* **Excerpt to read**
ObjType_New can be replaced by kalloc (or malloc if needed).

be warned if replacing kalloc or such with malloc in that it will be
necessary to zero memory returned by malloc (not necissarily done by malloc
by default).

I ommited, eg, the printer here though...

part of the header:
----
#define TOKEN_NULL 0
#define TOKEN_SPECIAL 1
#define TOKEN_STRING 2
#define TOKEN_SYMBOL 3

typedef struct NetParse_Attr_s NetParse_Attr;
typedef struct NetParse_Node_s NetParse_Node;

struct NetParse_Attr_s {
NetParse_Attr *next;
char *ns;
char *key;
char *value;
};

struct NetParse_Node_s {
NetParse_Node *next;
char *ns;
char *key;
char *text;
NetParse_Attr *attr;
NetParse_Node *first;
};
dump of part of my parser:
----
/*--
Cat pdlib;Parse;XML
Form
char *NetParse_XML_EatWhite(char *s);
Description
Skips over whitespace.

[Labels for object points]

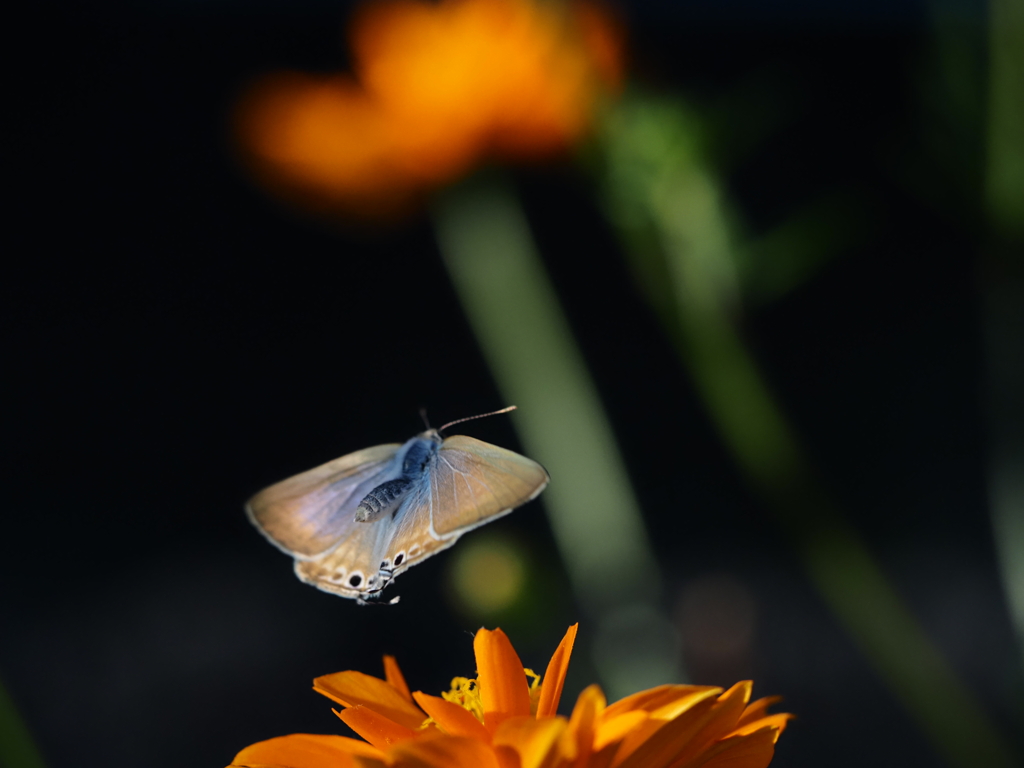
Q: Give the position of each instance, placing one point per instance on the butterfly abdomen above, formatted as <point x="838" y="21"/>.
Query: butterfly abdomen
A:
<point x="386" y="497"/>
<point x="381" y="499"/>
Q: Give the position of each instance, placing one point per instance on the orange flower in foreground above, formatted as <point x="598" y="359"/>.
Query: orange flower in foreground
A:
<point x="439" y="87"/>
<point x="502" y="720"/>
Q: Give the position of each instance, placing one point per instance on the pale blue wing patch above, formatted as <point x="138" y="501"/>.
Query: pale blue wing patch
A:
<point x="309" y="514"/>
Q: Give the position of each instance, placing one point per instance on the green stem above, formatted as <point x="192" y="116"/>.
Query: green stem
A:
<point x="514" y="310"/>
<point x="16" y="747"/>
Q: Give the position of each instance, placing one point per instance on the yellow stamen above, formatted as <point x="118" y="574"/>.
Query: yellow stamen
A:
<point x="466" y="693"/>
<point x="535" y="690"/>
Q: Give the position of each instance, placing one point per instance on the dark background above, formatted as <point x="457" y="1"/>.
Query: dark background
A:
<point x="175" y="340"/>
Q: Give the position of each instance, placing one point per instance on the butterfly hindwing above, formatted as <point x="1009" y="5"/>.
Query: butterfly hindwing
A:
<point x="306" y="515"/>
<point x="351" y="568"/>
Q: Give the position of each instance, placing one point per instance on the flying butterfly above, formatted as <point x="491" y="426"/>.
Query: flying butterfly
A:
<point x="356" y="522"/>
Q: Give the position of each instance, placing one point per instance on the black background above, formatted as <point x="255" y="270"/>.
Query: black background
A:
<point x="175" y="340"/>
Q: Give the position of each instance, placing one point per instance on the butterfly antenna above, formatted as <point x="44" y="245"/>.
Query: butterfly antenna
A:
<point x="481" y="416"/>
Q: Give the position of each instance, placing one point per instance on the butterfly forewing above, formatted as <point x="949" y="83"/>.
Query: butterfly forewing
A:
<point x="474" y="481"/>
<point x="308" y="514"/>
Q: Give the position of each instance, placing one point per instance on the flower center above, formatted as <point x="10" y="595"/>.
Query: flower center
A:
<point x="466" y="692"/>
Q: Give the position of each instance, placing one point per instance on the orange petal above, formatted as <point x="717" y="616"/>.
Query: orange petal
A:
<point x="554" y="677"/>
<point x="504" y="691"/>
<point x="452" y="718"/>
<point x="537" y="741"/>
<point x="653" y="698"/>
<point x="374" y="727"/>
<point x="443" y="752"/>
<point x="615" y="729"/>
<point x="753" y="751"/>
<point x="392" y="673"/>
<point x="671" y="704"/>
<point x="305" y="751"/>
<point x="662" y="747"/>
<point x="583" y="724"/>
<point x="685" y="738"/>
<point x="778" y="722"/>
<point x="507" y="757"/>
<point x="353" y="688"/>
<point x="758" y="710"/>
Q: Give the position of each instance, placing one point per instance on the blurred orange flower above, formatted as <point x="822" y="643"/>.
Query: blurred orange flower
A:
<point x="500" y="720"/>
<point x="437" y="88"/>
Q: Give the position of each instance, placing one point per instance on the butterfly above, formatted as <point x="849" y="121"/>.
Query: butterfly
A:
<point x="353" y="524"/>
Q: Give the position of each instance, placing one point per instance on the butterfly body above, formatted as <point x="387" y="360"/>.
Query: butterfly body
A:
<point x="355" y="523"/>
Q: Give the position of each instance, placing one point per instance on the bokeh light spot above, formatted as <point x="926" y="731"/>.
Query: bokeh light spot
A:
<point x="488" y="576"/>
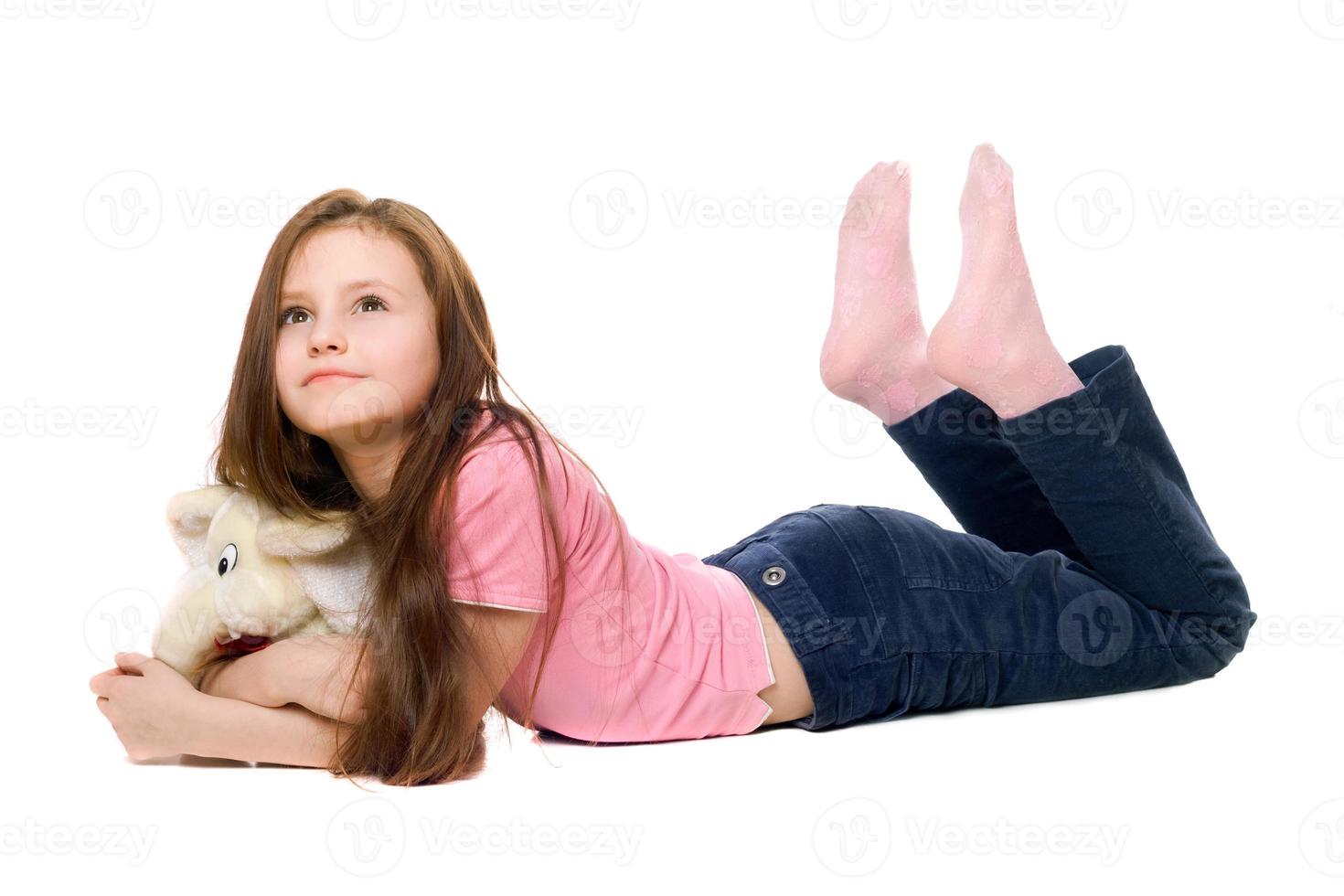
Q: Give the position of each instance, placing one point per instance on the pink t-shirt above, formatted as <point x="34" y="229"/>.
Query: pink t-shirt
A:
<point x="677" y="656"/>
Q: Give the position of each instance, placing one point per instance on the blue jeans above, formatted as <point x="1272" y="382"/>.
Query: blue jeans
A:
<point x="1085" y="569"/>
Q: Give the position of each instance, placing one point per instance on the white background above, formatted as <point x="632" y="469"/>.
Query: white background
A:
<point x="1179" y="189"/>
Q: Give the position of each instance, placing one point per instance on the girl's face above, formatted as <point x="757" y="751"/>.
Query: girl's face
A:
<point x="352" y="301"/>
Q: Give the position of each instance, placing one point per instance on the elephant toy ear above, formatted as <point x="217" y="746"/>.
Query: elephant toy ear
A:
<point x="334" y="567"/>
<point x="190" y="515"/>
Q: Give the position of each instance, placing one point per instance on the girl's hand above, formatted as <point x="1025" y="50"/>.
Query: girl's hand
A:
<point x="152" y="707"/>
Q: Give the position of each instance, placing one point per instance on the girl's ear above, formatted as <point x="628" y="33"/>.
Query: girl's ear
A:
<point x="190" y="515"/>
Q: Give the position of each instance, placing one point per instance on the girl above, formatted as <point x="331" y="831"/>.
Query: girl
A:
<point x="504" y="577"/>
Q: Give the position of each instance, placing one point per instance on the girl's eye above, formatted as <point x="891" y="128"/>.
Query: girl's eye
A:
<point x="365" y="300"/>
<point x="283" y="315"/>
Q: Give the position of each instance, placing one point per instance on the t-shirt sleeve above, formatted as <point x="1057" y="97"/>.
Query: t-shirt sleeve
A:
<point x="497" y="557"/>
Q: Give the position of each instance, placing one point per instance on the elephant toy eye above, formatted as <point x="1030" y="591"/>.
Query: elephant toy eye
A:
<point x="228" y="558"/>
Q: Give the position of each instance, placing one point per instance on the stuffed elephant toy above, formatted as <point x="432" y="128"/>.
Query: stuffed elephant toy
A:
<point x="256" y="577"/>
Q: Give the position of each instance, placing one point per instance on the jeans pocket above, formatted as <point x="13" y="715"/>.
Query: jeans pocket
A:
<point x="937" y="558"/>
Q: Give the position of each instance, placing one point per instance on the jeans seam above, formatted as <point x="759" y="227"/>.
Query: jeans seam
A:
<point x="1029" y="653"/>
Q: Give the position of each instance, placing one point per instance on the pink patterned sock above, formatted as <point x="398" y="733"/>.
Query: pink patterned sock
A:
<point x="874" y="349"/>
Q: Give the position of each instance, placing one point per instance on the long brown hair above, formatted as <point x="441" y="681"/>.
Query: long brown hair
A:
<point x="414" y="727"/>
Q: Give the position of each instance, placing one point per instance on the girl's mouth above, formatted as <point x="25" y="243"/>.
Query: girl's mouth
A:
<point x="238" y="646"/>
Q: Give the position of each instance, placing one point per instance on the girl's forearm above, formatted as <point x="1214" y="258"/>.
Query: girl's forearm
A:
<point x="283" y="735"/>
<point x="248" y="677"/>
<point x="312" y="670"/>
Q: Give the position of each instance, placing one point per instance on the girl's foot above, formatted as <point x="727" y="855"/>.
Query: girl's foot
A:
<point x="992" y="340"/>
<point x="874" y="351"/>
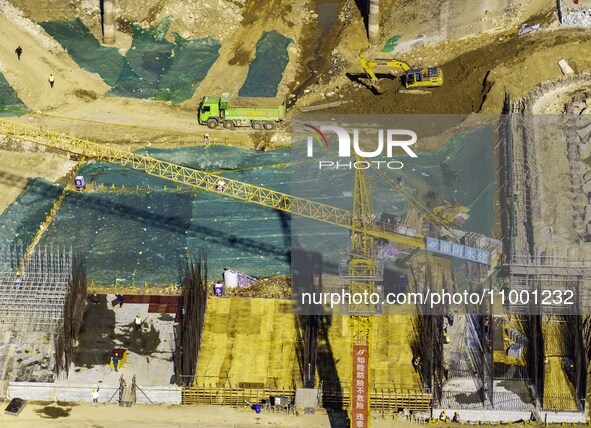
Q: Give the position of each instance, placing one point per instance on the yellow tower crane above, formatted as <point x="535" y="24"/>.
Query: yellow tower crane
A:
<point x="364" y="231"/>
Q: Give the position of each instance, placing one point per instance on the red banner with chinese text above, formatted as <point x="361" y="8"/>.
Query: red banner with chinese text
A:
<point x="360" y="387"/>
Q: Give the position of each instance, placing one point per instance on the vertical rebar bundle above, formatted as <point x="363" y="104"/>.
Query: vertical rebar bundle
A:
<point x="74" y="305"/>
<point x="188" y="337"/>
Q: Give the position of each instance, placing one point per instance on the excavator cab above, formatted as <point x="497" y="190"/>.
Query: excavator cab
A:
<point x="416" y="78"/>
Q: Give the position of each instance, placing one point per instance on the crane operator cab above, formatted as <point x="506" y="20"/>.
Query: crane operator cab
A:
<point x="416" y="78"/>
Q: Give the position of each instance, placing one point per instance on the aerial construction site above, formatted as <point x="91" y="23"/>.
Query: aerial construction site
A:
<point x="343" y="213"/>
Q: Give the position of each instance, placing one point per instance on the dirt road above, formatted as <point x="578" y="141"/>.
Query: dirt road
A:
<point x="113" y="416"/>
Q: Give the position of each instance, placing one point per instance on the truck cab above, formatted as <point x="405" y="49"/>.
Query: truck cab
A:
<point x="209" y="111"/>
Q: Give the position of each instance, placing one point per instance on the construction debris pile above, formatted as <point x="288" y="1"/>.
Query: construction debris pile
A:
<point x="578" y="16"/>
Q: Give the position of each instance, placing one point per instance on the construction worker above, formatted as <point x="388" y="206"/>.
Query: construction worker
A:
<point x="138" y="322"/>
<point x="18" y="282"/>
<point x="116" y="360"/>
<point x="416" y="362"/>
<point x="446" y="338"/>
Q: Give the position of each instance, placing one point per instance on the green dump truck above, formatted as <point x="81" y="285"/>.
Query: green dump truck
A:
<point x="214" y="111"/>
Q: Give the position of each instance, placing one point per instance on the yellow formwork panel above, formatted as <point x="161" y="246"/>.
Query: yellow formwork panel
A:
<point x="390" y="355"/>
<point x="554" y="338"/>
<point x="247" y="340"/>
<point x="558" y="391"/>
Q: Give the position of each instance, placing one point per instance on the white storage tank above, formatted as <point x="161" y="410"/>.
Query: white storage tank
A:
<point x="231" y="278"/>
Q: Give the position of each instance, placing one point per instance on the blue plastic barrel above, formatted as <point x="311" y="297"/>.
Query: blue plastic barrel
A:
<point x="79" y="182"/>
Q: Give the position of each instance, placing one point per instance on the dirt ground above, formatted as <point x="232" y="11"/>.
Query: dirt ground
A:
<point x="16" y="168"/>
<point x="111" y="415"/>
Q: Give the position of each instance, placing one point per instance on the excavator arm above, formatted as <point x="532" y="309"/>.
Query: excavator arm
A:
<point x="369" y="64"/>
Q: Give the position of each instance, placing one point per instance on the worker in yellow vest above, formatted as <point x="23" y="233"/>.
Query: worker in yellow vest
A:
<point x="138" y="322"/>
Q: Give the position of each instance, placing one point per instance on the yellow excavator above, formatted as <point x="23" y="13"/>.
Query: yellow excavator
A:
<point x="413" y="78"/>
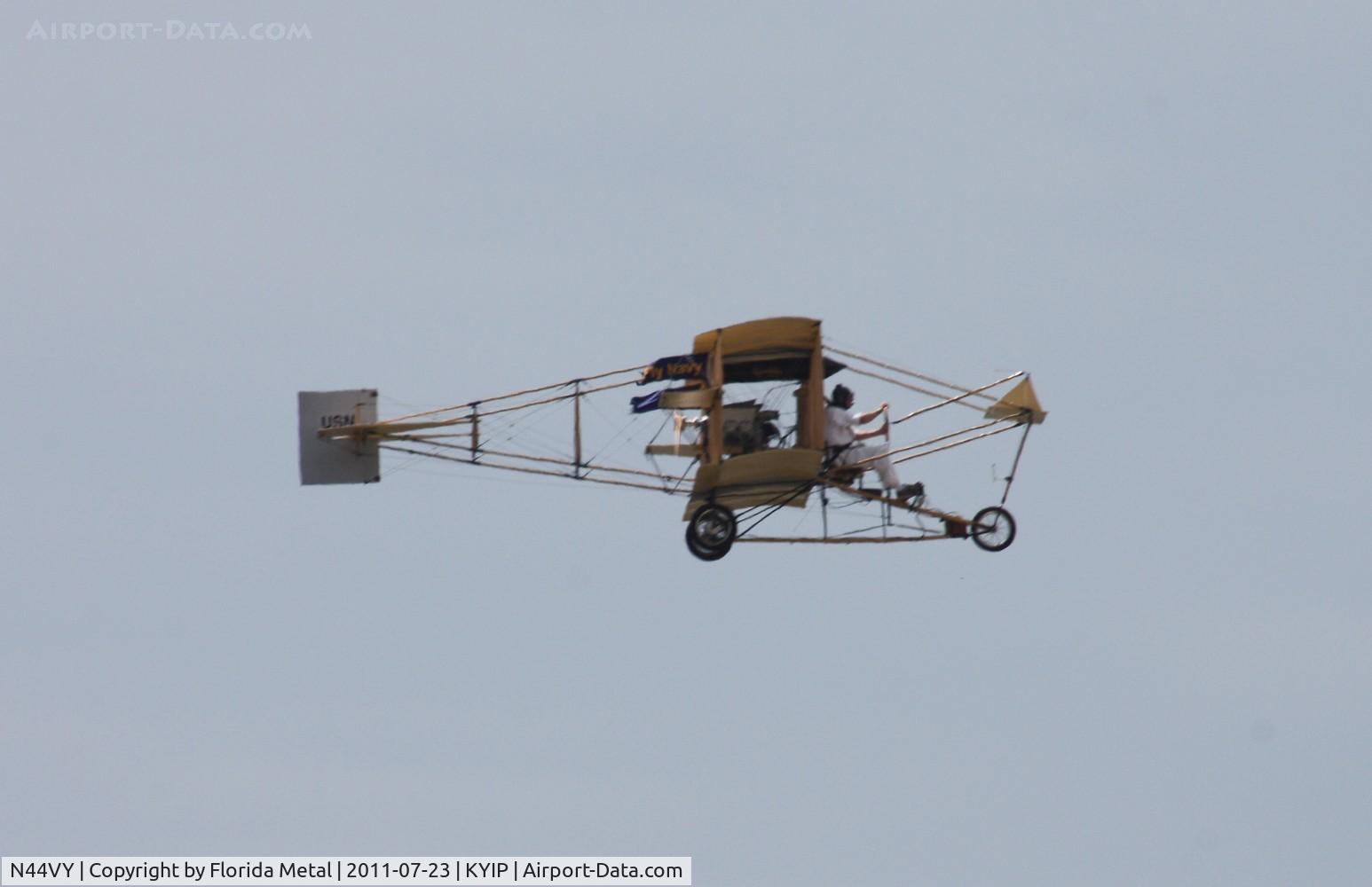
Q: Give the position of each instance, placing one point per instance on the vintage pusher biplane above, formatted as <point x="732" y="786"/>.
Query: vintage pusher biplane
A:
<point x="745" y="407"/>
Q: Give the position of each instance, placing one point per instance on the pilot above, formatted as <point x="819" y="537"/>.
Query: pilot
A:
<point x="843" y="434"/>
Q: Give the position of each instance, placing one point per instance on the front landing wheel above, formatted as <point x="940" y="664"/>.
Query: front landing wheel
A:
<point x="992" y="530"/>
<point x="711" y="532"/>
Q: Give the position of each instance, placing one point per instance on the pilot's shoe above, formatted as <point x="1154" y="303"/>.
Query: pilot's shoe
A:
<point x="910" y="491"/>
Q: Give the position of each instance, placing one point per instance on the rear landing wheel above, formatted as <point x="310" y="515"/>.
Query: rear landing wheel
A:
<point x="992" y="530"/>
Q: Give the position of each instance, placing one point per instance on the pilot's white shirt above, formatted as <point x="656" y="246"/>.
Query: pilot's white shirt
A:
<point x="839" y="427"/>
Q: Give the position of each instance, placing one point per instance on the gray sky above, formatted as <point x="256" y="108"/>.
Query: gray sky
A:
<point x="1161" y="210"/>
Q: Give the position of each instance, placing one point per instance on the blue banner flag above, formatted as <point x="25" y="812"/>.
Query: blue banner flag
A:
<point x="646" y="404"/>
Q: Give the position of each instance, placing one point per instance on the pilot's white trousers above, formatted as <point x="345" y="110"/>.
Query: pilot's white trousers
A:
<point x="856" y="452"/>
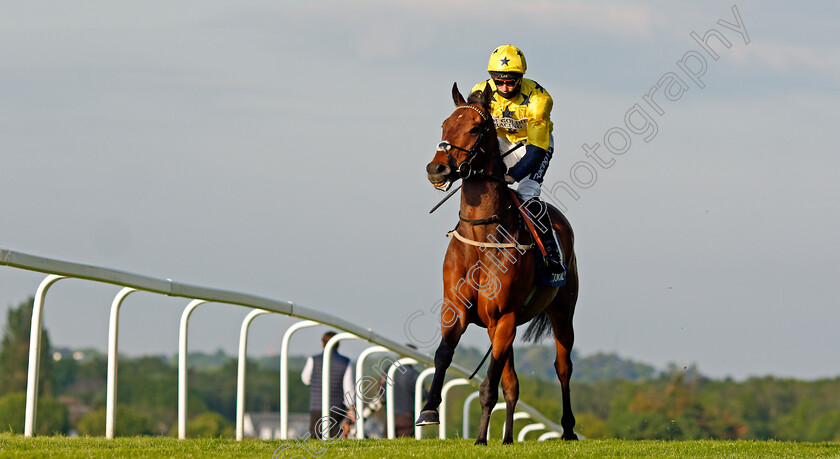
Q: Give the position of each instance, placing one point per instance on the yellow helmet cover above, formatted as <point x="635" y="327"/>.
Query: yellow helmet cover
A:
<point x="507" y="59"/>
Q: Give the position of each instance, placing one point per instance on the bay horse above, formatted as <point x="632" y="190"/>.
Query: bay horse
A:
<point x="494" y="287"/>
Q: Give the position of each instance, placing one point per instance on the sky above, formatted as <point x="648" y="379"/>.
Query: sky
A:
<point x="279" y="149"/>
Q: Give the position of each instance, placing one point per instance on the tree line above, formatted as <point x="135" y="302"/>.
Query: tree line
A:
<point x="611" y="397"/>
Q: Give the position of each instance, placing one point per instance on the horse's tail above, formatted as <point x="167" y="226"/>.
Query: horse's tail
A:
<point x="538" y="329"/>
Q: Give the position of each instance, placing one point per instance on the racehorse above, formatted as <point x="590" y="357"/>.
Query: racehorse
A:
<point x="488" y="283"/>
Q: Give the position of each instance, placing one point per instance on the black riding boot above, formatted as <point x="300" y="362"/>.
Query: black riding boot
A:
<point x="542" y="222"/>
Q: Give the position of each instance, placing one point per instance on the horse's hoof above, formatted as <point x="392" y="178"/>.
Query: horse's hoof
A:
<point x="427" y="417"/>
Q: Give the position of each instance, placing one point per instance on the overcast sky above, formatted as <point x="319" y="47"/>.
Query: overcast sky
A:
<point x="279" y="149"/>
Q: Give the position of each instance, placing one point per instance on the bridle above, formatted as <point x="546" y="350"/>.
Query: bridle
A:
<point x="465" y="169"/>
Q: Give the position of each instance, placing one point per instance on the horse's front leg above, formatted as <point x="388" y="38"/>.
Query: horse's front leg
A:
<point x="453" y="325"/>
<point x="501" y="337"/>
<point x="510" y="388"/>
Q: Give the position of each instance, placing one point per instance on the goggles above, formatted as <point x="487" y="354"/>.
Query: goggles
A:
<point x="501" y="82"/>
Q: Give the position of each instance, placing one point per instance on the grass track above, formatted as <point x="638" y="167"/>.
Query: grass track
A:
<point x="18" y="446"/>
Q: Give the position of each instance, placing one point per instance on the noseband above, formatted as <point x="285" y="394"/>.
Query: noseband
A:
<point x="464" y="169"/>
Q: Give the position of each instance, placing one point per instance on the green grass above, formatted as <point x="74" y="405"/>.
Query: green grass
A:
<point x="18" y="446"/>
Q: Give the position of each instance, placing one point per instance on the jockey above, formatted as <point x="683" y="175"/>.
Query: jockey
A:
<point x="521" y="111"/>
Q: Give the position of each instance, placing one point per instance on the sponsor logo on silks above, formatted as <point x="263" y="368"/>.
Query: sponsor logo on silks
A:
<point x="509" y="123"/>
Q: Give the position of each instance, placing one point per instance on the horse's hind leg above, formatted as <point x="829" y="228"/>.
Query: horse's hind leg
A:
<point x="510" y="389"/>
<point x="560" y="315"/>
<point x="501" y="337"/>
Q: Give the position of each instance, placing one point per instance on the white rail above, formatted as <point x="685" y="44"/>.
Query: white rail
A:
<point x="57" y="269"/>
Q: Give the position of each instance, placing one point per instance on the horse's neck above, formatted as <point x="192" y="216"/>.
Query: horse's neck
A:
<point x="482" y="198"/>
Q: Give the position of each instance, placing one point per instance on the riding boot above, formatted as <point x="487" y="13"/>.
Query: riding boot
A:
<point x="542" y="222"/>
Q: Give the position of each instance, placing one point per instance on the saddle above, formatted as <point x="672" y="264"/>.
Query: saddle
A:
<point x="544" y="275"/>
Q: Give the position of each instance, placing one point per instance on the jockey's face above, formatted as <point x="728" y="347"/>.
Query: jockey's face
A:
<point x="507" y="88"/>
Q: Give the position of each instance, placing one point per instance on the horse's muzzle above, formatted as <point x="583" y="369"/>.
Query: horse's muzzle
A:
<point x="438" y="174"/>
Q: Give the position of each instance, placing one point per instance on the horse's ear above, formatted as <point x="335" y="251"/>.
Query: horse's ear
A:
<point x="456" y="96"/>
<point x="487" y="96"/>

* **Problem**
Reproduce the XML parser excerpt word for word, from "be warned if" up to and including "printer here though...". The records are separate material and have no connection to the XML parser excerpt.

* **Response to the exercise**
be warned if replacing kalloc or such with malloc in that it will be
necessary to zero memory returned by malloc (not necissarily done by malloc
by default).

I ommited, eg, the printer here though...